== WHAT THE TASK ASKS ==
Return all of the entries word for word, but omit the pictures they contain.

_____

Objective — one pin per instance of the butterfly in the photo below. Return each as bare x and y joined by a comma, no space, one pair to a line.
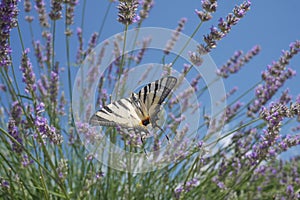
139,110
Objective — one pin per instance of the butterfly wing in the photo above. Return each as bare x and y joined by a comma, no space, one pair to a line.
154,94
119,113
136,111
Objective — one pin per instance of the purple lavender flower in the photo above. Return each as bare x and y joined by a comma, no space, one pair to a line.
235,63
41,9
43,86
62,104
28,74
8,16
49,48
56,8
274,78
209,6
195,58
2,87
54,85
16,112
175,36
140,55
79,55
62,169
92,43
26,161
14,132
47,131
127,11
70,12
27,6
38,53
146,6
224,26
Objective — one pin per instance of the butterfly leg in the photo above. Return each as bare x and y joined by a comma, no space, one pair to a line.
142,139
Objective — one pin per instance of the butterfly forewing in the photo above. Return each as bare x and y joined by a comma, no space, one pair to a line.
156,92
119,113
139,109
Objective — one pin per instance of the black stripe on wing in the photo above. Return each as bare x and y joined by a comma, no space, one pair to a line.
168,84
96,120
156,92
108,114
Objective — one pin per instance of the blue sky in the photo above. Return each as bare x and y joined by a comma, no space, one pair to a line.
271,24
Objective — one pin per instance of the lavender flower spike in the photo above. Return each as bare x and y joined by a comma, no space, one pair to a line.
8,16
127,11
28,74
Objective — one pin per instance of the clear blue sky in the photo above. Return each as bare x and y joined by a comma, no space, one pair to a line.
271,24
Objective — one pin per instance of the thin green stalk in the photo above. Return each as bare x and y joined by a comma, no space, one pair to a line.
42,179
104,19
83,14
187,43
123,51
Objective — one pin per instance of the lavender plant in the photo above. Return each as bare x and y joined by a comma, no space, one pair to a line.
46,145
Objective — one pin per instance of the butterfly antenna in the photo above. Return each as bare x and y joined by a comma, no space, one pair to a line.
144,147
164,133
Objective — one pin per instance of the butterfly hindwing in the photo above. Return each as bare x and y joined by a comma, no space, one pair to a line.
119,113
156,92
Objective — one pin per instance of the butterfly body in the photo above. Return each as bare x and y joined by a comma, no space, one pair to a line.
139,110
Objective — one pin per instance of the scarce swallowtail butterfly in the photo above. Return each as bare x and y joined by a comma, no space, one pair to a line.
137,111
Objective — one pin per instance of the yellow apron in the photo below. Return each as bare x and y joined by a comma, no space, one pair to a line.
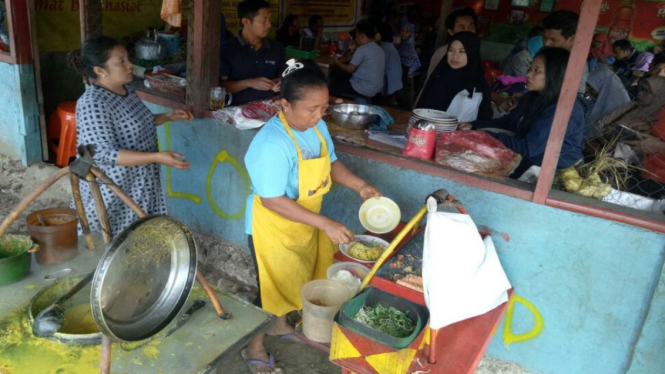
290,254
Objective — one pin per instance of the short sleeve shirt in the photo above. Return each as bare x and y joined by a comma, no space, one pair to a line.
272,161
241,61
371,62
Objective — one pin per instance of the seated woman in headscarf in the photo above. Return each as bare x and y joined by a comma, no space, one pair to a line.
600,52
531,120
518,65
610,94
289,34
460,70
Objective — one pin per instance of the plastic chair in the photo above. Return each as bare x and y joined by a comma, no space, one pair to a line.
61,133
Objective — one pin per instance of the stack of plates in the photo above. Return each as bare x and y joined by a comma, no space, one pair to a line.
443,121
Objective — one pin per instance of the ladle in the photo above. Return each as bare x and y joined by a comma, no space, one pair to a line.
50,320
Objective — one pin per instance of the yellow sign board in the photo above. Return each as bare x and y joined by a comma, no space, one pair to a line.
230,11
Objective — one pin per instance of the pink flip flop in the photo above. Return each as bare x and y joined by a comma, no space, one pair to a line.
252,363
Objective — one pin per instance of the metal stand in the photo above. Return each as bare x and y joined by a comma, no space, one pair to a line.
82,169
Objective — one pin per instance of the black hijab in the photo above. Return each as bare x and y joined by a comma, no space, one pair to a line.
446,82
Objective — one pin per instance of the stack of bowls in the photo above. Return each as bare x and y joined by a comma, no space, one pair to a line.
442,121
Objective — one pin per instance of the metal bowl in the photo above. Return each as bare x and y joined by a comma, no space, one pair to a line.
352,116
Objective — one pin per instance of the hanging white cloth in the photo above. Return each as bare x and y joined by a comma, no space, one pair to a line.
462,275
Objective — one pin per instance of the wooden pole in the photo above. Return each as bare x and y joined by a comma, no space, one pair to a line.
80,209
100,208
432,346
23,205
105,364
564,108
212,295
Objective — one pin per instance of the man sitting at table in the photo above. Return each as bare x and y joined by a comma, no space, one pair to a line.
560,28
251,64
315,31
367,66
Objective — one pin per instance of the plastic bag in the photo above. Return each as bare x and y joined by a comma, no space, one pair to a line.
420,144
462,274
248,116
465,106
473,152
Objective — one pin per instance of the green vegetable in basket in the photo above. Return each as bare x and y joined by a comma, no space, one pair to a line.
389,320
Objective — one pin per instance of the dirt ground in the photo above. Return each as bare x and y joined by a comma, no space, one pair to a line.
229,266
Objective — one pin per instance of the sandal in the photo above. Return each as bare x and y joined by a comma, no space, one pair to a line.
252,363
290,337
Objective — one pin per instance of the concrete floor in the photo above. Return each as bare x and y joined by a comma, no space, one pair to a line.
228,265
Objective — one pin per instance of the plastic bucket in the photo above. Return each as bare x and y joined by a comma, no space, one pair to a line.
321,299
59,240
356,270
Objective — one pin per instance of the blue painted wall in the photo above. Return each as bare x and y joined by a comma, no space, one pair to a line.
594,282
19,117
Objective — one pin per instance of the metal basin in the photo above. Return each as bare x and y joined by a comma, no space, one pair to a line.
144,278
352,116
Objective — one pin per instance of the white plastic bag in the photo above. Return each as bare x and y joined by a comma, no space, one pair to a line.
462,275
465,108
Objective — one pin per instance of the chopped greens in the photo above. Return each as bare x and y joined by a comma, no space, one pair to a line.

_____

== ANSWER BOX ==
Objective — one pin per instance of the butterfly in the photo below. Return each as bare x and y joined by a comma, no space, one pair to a line.
139,110
Objective — one pin per instance of the butterfly wing in the photo above. Return each as bare x and y joined by a comma, no space, one pair to a line.
154,94
119,113
136,111
Objective — one pin per instance of the purple lavender flower in the photo above. Return each as bare x and y joined by a comma, no space, one pair to a line.
235,63
41,9
43,86
62,104
28,74
8,16
49,48
56,8
274,78
209,6
195,58
2,87
54,85
16,112
175,36
140,55
79,55
62,169
92,43
26,161
14,132
47,131
127,11
70,12
27,6
38,53
146,6
224,26
Objective — one pin per instance of the butterfly leg in the photo above. Return each as bare x and y joined by a comma, no space, one pair to a line.
142,139
Objective — one pin per instance of the butterfly forewing in the photo above. Return each as bare x and y joined by a comma, no space, one pair to a line.
156,92
119,113
139,109
Objective — one pin per instance of the black stripe on wing in the photo above. Return each as bare x and y joined by a comma, no space, one pair to a line.
168,84
96,120
156,92
108,114
Objective — one pin per instance of the blue sky in the photo above. Return each as bare x and y joined by a comma, no space, one pair to a line.
271,24
Objective — one pin per instance of the lavender flower spike in the photo above. Return each as bare x and y joined by a comma, no space, one pair to a line.
8,16
127,11
28,74
Objective — one pin per instance of the clear blue sky in the photo above. Return each as bare x and y joined by a comma, no space, one pair to a line.
271,24
Objective — one pin per instance of the thin green stalk in the photo above. Return each as bare x and y joined by a comma, no space, one pair to a line.
42,179
104,19
83,14
187,43
123,51
Objective — one pin per instance of the lavender plant in the photo above. Return each as bare x and y joined by a comma, no space, one pair to a line.
46,145
Objective — one pin per instance of the butterfly antenna in the photo above. Return each as bare x and y joined by a comma, no space, one pair to a line.
144,147
164,133
Objective — one pin per instance of the butterfly hindwing in the photo above. Return each as bare x and y joined by a comma, no space, one pair to a line.
119,113
156,92
Objective — one pin per instance of the butterfly body in the photo above. Return each as bare x and y joined by a comma, no space, one pair to a line.
139,110
Objective — one pin per instance of the scarce swallowtail butterfly in the photo above. Return each as bare x and y joined by a comma, no space, one pair to a line.
137,111
Objective — one pin per instance of the yellow apron in the photo below. Return each as bare x and y joined by a comma, no space, one pair to a line.
290,254
Objective — one pin per instance of the short sleeve shirt in the photo above. Return each as bare x and y joined by a comma, no space, one pair to a line.
272,161
241,61
371,62
Objective — one pin per instance of the seated woman in headscarf in the photo above. Return each as bare x and y joined by a comma, no space, one pair to a line.
600,52
531,120
518,65
610,94
289,34
460,70
Objective — one pin per instance of the plastic chair in the photo above. Return each as bare x and y joined by a comma, no space, one pair to a line.
61,133
Objective — one pin per instance of the stack of plates in the photo above. Return each as bare x and y joined by a comma, no space, one pair to a line.
443,121
Objective — one pin per instance of the ladle in the photo above. Return each as bare x and y joined by a comma, no space, one pair to a line.
50,320
Objective — one pin per instance of the yellow sign board in the photo above. Return each as bare x and y joined by a comma, no space, one pair to a line.
230,11
Objective — one pin per instance of the pink flip flop in the photo above. Return each as bare x and y joined by a comma, no space, one pair to a line.
252,363
Objective — one pin per instance of the metal stand in the photo above. Return each as bare x and y joined by a comma, no space, one pair to a line.
82,169
Objective — one pin per instance of the black hijab in the photo above. Return each as bare x and y joined by a comma, no space, one pair to a line.
446,82
Objective — one pin per instance of the stack of bowls in the photo above. Return each as bare x and y joined by a comma, no space, one pair to a line.
442,121
Objective — one pin per instance of the metal bowl in the photo above. Return each as bare x and y joined by a comma, no space, one pair to a line.
352,116
Objective — one pin per instance of the hanging white cloth in the photo above. Return each as bare x and y joined by a comma, no space, one pair to a line.
462,275
Objective — one pin per instance of the wooden pole in the photo above. Return each as bare x and y joined by a comma, no space, one pair to a line.
80,209
100,208
432,346
23,205
105,364
564,108
212,295
Objective — one pin per instance of the man sitting at table in the photo above. Return each as bare x and y joined by a comma, no space, one pair to a line.
560,28
251,64
315,31
367,66
Objective — one pin per instance of the plastic bag in the photo above. Return each as bare x and y joined by a comma, no space, one pair to a line.
420,144
462,274
248,116
465,106
473,152
Objective — one pin per instance of the green vegetable in basket in the photo above. Return each as bare x and y joined by a comma, no space, one pair to a line.
389,320
Objective — one pin per instance of the dirt ground in the photo above. Return each as bare x and y joined by a comma, no space, one pair to a line.
229,266
Objective — one pin per instance of the sandal in the photo above. Return each as bare x and y joined by a comma, no space, one pair to a line.
252,363
290,337
Objective — one pin per instance of the concrete floor in the photo above. Return each as bare x and y joined by a comma, no space, one pair to a line.
228,265
Objective — one pin per instance of the plastic bucket in the photo above. Return each as bare x and y joined by a comma, no space, one pair to a line.
321,299
59,240
356,270
Objective — one pin per instance of the blue painted wall in the photo above. Return each as bare x and y joined by a comma, no space, one pair to a line.
594,282
19,117
Objective — one pin per instance of the metal basin in the photo above. Return each as bare x and y joined by a comma, no space, one pair to a line.
144,278
352,116
Objective — one pin per instance of the white plastic bag in the photo above. Return each as bare x and y joined by a comma, no space, one pair to a line.
462,275
465,108
Objective — one pin per instance of the chopped greens in the photo above. Return each as bare x and y joined by a comma, no space, one pair to a line.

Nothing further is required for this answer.